• **Stated task**
Rewrite the lines below with each "point_to" replaced by "locate", leaving everything else unchanged.

================

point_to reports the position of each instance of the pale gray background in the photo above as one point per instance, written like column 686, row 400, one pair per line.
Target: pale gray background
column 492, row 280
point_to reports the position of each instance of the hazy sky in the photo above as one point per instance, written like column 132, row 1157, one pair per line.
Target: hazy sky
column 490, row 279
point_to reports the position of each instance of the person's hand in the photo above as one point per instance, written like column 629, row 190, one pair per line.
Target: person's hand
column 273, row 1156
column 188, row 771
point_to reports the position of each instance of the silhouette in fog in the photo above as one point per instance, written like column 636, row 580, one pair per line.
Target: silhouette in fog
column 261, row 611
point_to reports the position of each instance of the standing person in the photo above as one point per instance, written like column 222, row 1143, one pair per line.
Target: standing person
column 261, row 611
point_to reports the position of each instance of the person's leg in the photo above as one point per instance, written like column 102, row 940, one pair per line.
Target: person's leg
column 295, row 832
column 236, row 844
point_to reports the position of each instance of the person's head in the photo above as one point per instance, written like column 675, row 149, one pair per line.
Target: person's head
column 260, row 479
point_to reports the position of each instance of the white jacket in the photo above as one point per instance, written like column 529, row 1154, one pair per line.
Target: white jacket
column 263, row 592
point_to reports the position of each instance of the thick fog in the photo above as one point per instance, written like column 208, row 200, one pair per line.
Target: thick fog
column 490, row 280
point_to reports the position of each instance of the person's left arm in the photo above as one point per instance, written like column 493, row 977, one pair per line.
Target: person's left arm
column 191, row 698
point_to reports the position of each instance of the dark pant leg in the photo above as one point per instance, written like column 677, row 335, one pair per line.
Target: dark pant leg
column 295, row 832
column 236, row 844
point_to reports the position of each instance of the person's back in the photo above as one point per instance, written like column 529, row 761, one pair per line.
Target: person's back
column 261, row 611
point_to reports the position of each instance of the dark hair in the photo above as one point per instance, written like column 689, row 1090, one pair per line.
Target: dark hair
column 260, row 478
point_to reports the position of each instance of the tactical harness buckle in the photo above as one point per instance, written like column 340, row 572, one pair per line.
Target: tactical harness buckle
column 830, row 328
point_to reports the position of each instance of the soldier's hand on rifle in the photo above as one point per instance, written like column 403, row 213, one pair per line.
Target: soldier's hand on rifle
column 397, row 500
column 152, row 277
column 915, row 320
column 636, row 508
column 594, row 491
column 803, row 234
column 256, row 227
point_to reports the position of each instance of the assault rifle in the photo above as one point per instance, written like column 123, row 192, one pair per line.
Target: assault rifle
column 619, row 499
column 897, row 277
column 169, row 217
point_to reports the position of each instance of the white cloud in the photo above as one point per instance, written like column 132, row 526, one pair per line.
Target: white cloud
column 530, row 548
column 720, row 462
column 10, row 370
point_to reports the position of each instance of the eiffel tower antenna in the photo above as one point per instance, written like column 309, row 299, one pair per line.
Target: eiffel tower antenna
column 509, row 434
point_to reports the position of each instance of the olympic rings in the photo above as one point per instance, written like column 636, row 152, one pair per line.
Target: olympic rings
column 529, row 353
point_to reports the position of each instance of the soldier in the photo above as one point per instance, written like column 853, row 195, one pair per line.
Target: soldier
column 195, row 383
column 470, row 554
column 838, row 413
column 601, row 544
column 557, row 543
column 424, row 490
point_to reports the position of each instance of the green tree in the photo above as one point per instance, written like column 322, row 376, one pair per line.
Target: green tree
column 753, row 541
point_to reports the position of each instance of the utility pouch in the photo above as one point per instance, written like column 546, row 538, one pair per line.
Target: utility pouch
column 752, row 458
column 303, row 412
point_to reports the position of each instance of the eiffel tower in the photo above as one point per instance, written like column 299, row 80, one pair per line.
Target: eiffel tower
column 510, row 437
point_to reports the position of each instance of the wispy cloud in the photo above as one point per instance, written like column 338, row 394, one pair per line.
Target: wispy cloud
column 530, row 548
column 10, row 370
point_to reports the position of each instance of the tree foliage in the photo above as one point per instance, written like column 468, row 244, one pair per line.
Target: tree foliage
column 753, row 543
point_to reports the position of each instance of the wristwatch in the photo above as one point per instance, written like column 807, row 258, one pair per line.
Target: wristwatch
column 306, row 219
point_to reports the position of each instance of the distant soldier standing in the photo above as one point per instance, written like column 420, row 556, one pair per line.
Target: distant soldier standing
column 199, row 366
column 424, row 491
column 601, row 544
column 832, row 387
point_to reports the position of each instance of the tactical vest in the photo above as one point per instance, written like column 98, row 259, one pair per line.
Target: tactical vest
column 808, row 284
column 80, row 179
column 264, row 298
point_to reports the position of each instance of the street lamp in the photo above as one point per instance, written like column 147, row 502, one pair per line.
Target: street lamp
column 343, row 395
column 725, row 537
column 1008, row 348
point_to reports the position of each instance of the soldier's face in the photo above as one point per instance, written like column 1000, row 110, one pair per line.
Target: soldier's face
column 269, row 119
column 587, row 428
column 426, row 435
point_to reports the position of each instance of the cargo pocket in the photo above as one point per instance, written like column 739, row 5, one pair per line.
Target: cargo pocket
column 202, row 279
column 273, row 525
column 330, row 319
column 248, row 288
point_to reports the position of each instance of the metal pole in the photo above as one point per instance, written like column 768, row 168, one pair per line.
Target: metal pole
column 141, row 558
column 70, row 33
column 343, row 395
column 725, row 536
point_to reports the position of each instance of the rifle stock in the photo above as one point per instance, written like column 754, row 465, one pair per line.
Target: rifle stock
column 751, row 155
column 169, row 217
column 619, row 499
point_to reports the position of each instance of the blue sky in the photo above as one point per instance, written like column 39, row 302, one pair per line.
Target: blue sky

================

• **Completed exercise**
locate reports the position of each instance of the pale gray background in the photo above as one point per instance, written like column 686, row 400, one pair per line.
Target: pale gray background
column 492, row 280
locate reports the position of each instance of the hazy sky in the photo above as one point per instance, written like column 132, row 1157, one pair per line.
Target: hazy sky
column 490, row 279
locate reports the position of each instance of the person's hand in the photo above as one point per instance, written like column 629, row 190, one pair per line.
Target: person's hand
column 273, row 1156
column 188, row 771
locate reports the position of each instance of the silhouette in fog in the photo above as one point per instance, written like column 636, row 580, one pair per line.
Target: silhouette in fog
column 261, row 611
locate reports the position of each instance of the standing person in the photo above as one point per instance, written like column 222, row 1143, one pair per line.
Target: standing person
column 261, row 611
locate reports the position of each instance of the person's leg in the photo above as one point per instance, written like column 102, row 940, one pair per line.
Target: person's leg
column 295, row 832
column 236, row 844
locate reports the position of each instance of the person's head in the photo above as one point per instance, written like column 675, row 149, one pair per line.
Target: person's head
column 260, row 479
locate reports the position of each instance of the white jacket in the photo above as one point per instance, written like column 529, row 1154, one pair per line.
Target: white jacket
column 263, row 592
locate reports the position of each instance of the thick fog in the photo above as one point per instance, written like column 208, row 200, one pair per line.
Target: thick fog
column 490, row 280
locate reports the position of each instance of the person's left arm in the photo above as one point per instance, written like column 493, row 977, one pair per line.
Target: person's left arm
column 191, row 698
locate reports the position of each instance of the dark pant leg in the photo above as one point per instance, written like column 677, row 335, one pair per line.
Target: dark pant leg
column 295, row 832
column 236, row 844
locate reports the position of each instance of the person's back in the photo above as one point per instance, written like column 529, row 761, one pair per line.
Target: person's back
column 261, row 611
locate reports the position of each instance of the dark hair in the photo above as one point per instance, written like column 689, row 1090, one pair per line.
Target: dark hair
column 260, row 478
locate reports the position of each instance of the tactical harness buckle in the photo above as one point per instance, written like column 340, row 572, one pair per line.
Target: tactical harness buckle
column 830, row 328
locate reports the position of each instance of the soldier's hand on rifle in the photo above as one point per instance, written like column 403, row 213, one pair per line.
Target: soldier's hand on rifle
column 397, row 500
column 152, row 277
column 915, row 320
column 636, row 508
column 594, row 491
column 803, row 234
column 256, row 227
locate reports the position of each instance of the assault rifle in the photo above as one point per instance, written like column 123, row 192, one pair per line.
Target: assault rifle
column 619, row 499
column 897, row 277
column 169, row 217
locate reports the position of each instance of the white cloud in the photo above as one point per instance, written like column 132, row 526, one pair per line.
Target: white cloud
column 530, row 548
column 720, row 462
column 10, row 370
locate reports the position of each instance of the eiffel tower antenna in the photo above as one point per instance, written like column 309, row 299, one pair per line.
Target: eiffel tower antenna
column 509, row 434
locate reports the position of each instance of the olympic rings in the photo above as one point per instance, written like column 636, row 152, one pair per line.
Target: olympic rings
column 529, row 353
locate reports the position of each instance of the soldier in the photo above as one point per instance, written like column 853, row 195, one pair per line.
Target: soldier
column 195, row 383
column 470, row 554
column 838, row 413
column 601, row 544
column 557, row 543
column 424, row 490
locate reports the position of each instance of the green tree in the photo above as one point per instance, written like column 322, row 376, one pair per line.
Target: green tree
column 753, row 541
locate reports the position of each instance of the utility pouch in the photo above as one point per instance, written like column 546, row 538, one pair per line.
Target: utility pouch
column 752, row 458
column 303, row 412
locate reports the position of each instance of the eiffel tower in the photo above as one point per instance, written like column 299, row 80, one pair per line.
Target: eiffel tower
column 510, row 437
locate reports the position of each instance of the wispy cloud in the photo above as one point per instance, written like column 338, row 394, one pair per line.
Target: wispy cloud
column 530, row 548
column 10, row 370
locate reports the position of each instance of the tree foliage in the photo above as one point per instance, written like column 468, row 244, one pair per line.
Target: tree foliage
column 753, row 543
locate reports the position of each instance of the wristwatch in the photo above as one point per instance, written like column 807, row 258, one pair per line.
Target: wristwatch
column 306, row 219
locate reports the position of each instance of the distant soldier standing in the photo above as one point per instance, written like column 420, row 556, one pair per line.
Target: distant soldier standing
column 199, row 366
column 424, row 491
column 601, row 544
column 832, row 387
locate reports the position of each instance of the tactical vest in the photo above as one point per instance, written like column 98, row 259, one pair per line.
Target: tactical vest
column 808, row 284
column 80, row 179
column 264, row 298
locate reports the position of each instance of the street lamp in the photo above as one point per instance, written like column 147, row 502, one pair per line.
Target: street lamp
column 343, row 395
column 725, row 537
column 1008, row 348
locate reports the position of each instance of the soldier's face in the photo above as one point per instance, written like column 1000, row 110, one pair per line.
Target: soldier's face
column 269, row 119
column 587, row 428
column 426, row 435
locate reports the position of each instance of the cargo pocket in the photo above as one point per instance, written like column 739, row 5, one pair per line.
Target: cargo pocket
column 202, row 279
column 273, row 525
column 330, row 319
column 248, row 288
locate reports the position of each instance of the metal pole in the photo above as one point per instance, written like column 768, row 168, one pair per line.
Target: metal pole
column 141, row 558
column 70, row 33
column 343, row 395
column 725, row 536
locate reports the position of each instance of the rifle stock in the photo above as one point per instance, written like column 754, row 465, one pair per line.
Target: rifle stock
column 751, row 155
column 169, row 217
column 619, row 499
locate reports the position of each instance of the blue sky in the photo above as one point per instance, written like column 39, row 302, one pair per line.
Target: blue sky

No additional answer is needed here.